## START Data listing

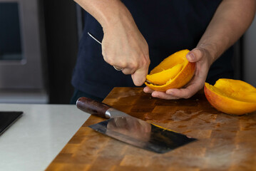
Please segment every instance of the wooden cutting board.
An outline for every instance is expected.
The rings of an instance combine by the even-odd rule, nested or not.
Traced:
[[[165,154],[101,135],[91,116],[46,170],[256,170],[256,113],[227,115],[201,91],[190,99],[154,98],[142,88],[116,88],[103,103],[130,115],[198,138]]]

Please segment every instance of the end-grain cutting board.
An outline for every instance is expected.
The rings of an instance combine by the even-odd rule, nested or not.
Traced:
[[[167,100],[141,88],[116,88],[103,103],[199,140],[157,154],[91,130],[87,126],[103,119],[91,116],[47,170],[256,170],[256,113],[220,113],[203,92]]]

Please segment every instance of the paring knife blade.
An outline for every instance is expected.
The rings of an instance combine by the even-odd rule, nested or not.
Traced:
[[[81,110],[103,118],[105,121],[89,128],[134,146],[164,153],[196,140],[186,135],[135,118],[110,105],[82,97],[76,102]]]

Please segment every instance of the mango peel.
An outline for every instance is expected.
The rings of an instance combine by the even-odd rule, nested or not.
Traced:
[[[164,59],[146,76],[148,82],[145,84],[158,91],[184,86],[192,79],[195,70],[195,63],[186,58],[189,51],[181,50]]]
[[[239,80],[220,78],[214,86],[204,86],[209,103],[217,110],[232,115],[243,115],[256,110],[256,88]]]

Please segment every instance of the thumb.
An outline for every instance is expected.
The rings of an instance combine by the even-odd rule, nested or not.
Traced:
[[[199,61],[204,55],[204,51],[200,48],[195,48],[188,53],[186,57],[188,61],[195,63]]]
[[[137,70],[134,73],[131,74],[133,83],[136,86],[140,86],[145,81],[145,76],[148,74],[148,69],[140,68]]]

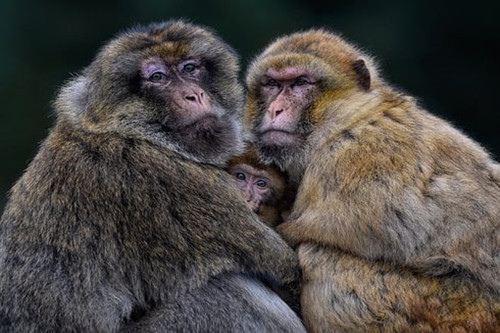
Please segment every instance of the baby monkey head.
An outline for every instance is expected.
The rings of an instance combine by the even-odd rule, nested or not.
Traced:
[[[235,52],[206,28],[168,21],[111,40],[61,91],[59,117],[222,164],[242,148]]]

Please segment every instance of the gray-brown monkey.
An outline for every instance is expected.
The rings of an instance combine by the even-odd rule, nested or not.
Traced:
[[[250,208],[264,223],[276,227],[283,222],[283,216],[290,213],[295,194],[284,172],[262,163],[250,144],[243,155],[228,162],[226,169]]]
[[[498,332],[500,167],[386,84],[339,36],[279,38],[251,64],[259,155],[299,185],[311,332]]]
[[[267,285],[295,253],[221,169],[242,148],[234,51],[169,21],[119,35],[56,102],[0,222],[1,332],[303,332]]]

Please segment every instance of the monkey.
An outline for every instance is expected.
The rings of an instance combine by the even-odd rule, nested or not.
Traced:
[[[250,143],[243,155],[229,160],[226,170],[234,177],[250,209],[265,224],[274,228],[283,222],[295,193],[284,172],[260,162]]]
[[[111,39],[0,220],[0,331],[305,332],[272,291],[296,253],[223,170],[243,148],[236,52],[184,20]]]
[[[297,184],[277,227],[296,249],[309,332],[498,332],[500,166],[325,29],[247,70],[259,157]]]

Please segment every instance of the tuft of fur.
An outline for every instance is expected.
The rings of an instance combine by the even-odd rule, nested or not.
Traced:
[[[265,112],[260,77],[288,66],[320,77],[303,115],[313,126],[293,151],[259,153],[299,184],[278,231],[298,246],[308,330],[497,330],[499,165],[324,30],[281,37],[255,58],[250,127]]]

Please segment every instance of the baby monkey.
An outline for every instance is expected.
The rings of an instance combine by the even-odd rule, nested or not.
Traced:
[[[286,173],[272,164],[262,163],[252,145],[247,146],[243,155],[231,159],[226,169],[252,211],[265,224],[275,227],[283,222],[295,197]]]

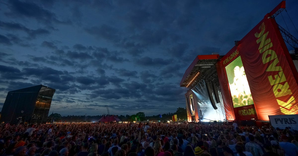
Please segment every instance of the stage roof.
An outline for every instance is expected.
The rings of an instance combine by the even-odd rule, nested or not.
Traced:
[[[216,79],[217,72],[215,64],[223,56],[218,54],[198,55],[185,71],[180,86],[191,88],[198,80],[204,79],[212,81]],[[189,85],[193,79],[192,84]]]

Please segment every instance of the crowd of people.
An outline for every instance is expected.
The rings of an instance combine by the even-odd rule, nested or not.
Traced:
[[[0,155],[297,155],[298,131],[234,124],[3,124]]]

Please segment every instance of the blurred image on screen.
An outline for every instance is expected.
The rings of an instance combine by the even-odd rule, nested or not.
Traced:
[[[234,108],[254,104],[241,58],[239,56],[226,66]]]

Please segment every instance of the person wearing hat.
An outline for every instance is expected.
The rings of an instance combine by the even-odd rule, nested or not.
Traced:
[[[201,148],[198,146],[195,148],[195,154],[196,156],[199,156],[204,152]]]
[[[294,144],[288,142],[288,140],[289,137],[286,135],[282,135],[280,141],[282,142],[280,142],[280,146],[285,150],[286,155],[298,155],[298,147]]]

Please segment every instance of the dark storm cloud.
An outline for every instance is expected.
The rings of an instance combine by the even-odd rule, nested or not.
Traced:
[[[66,103],[75,103],[75,101],[72,100],[67,99],[64,100],[64,101]]]
[[[11,45],[10,40],[6,36],[0,34],[0,44],[6,45]]]
[[[130,71],[124,68],[117,69],[116,71],[120,76],[127,77],[136,77],[138,73],[136,71]]]
[[[135,61],[137,65],[152,66],[167,65],[172,62],[170,59],[164,60],[161,58],[152,59],[149,57],[136,59]]]
[[[23,31],[28,34],[28,38],[30,39],[35,39],[38,35],[49,34],[50,33],[49,31],[46,29],[39,28],[36,30],[31,29],[19,23],[2,21],[0,21],[0,27],[11,31]]]
[[[167,78],[171,78],[173,75],[181,76],[183,75],[183,74],[179,72],[181,67],[181,66],[178,63],[168,65],[160,70],[159,75]]]
[[[145,84],[140,83],[135,81],[132,81],[130,83],[124,83],[123,86],[131,91],[137,90],[144,89],[147,87]]]
[[[39,66],[39,64],[37,64],[32,63],[27,61],[19,61],[14,58],[9,58],[5,60],[2,60],[2,62],[10,65],[18,65],[21,67],[36,67]]]
[[[19,69],[13,67],[0,65],[0,75],[1,78],[4,80],[28,79],[22,76],[21,71]]]
[[[94,84],[96,82],[95,80],[86,76],[79,76],[76,79],[78,82],[85,85]]]
[[[180,58],[184,55],[188,46],[186,43],[177,43],[168,50],[168,53],[172,56]]]
[[[119,87],[121,83],[124,81],[124,80],[118,78],[115,76],[112,76],[109,78],[108,81],[110,82],[115,86]]]
[[[0,52],[0,56],[1,56],[1,57],[3,57],[7,56],[10,56],[12,54],[8,54],[5,53]]]
[[[10,91],[18,89],[21,88],[24,88],[34,86],[41,84],[34,84],[31,83],[23,82],[17,81],[10,81],[7,89]]]
[[[87,49],[87,48],[80,44],[76,44],[73,46],[74,48],[78,51],[85,51]]]
[[[83,60],[91,59],[92,57],[87,52],[77,52],[69,51],[66,53],[66,56],[72,59]]]
[[[151,83],[158,77],[153,74],[153,72],[148,70],[141,72],[140,77],[142,81],[146,83]]]
[[[27,17],[35,19],[38,21],[46,23],[54,22],[58,23],[70,23],[69,21],[63,21],[58,20],[56,15],[39,6],[36,4],[21,1],[18,0],[8,1],[10,12],[6,13],[10,17]]]
[[[63,72],[58,70],[49,67],[44,67],[42,68],[24,68],[22,71],[26,75],[42,76],[45,75],[57,75],[63,74]]]
[[[49,48],[54,50],[57,50],[58,49],[57,46],[53,42],[44,41],[41,43],[41,45],[44,47]]]
[[[139,41],[143,45],[146,46],[158,45],[167,38],[168,35],[168,32],[162,29],[157,30],[146,29],[131,38]]]
[[[90,95],[90,97],[93,98],[100,96],[106,99],[119,99],[121,98],[121,96],[117,94],[114,90],[112,89],[95,90],[92,92],[92,94]],[[128,91],[127,92],[128,92]]]
[[[103,24],[100,26],[93,26],[85,28],[86,31],[96,37],[114,42],[120,40],[119,32],[117,29],[110,26]]]
[[[30,47],[30,45],[28,43],[25,42],[26,40],[21,40],[19,37],[13,34],[7,34],[7,36],[10,38],[11,42],[23,47]]]

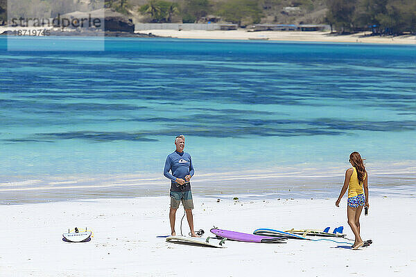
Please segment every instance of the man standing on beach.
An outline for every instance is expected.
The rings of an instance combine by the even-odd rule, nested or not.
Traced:
[[[193,216],[192,209],[193,202],[191,192],[191,183],[189,180],[193,176],[193,166],[191,155],[184,152],[185,148],[185,137],[183,135],[177,136],[175,138],[176,150],[169,154],[166,157],[163,175],[171,179],[171,210],[169,211],[169,220],[171,222],[171,231],[172,235],[175,235],[175,220],[176,210],[182,202],[187,219],[191,229],[191,235],[198,237],[193,230]],[[171,171],[172,173],[169,172]]]

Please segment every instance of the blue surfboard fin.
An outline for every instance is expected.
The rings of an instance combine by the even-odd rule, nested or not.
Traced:
[[[340,226],[339,227],[334,229],[333,232],[332,232],[332,233],[335,233],[335,234],[337,233],[343,233],[343,231],[344,231],[344,226]]]

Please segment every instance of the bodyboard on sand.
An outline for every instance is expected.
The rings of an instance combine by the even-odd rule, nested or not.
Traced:
[[[216,248],[225,248],[223,245],[224,242],[221,240],[219,243],[212,243],[209,240],[209,237],[207,238],[193,238],[193,237],[184,237],[182,235],[171,235],[166,238],[166,242],[182,242],[190,244],[199,244]]]
[[[352,245],[352,243],[350,243],[350,242],[338,242],[338,241],[333,240],[329,240],[328,238],[320,238],[320,239],[318,239],[318,240],[313,240],[311,238],[306,238],[306,236],[303,237],[302,235],[296,235],[296,234],[294,234],[292,233],[285,232],[284,231],[268,229],[266,229],[266,228],[254,230],[253,233],[259,234],[259,235],[270,235],[270,236],[274,236],[274,235],[282,236],[283,235],[283,236],[286,237],[287,238],[297,238],[297,239],[301,239],[301,240],[312,240],[314,242],[329,241],[329,242],[336,242],[336,243],[342,243],[342,244]],[[345,238],[338,237],[338,238]]]
[[[211,229],[211,233],[217,237],[226,238],[231,240],[237,240],[246,242],[268,242],[268,243],[284,243],[286,238],[279,236],[264,236],[248,234],[245,233],[234,232],[233,231],[221,230],[218,229]]]
[[[268,236],[277,236],[277,237],[285,237],[288,238],[298,238],[301,240],[308,240],[306,238],[304,238],[302,235],[298,235],[294,233],[285,232],[284,231],[273,230],[268,229],[260,229],[254,230],[253,232],[254,235],[268,235]]]
[[[83,242],[91,238],[92,233],[91,231],[86,231],[85,232],[63,233],[62,236],[65,240],[70,242]]]

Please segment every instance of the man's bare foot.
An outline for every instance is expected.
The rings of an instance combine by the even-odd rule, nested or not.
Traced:
[[[353,246],[352,250],[357,250],[358,248],[362,247],[363,245],[364,245],[363,242],[359,242],[357,244],[355,244]]]

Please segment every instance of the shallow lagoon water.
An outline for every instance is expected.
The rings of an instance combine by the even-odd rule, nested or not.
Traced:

## END Data listing

* [Directions] Extract every line in the shape labeling records above that contains the word "monkey".

* [Task result]
Please segment every instance of the baby monkey head.
Please segment every instance of the gray-brown monkey.
Please segment every instance of the monkey.
Please segment every instance of the baby monkey.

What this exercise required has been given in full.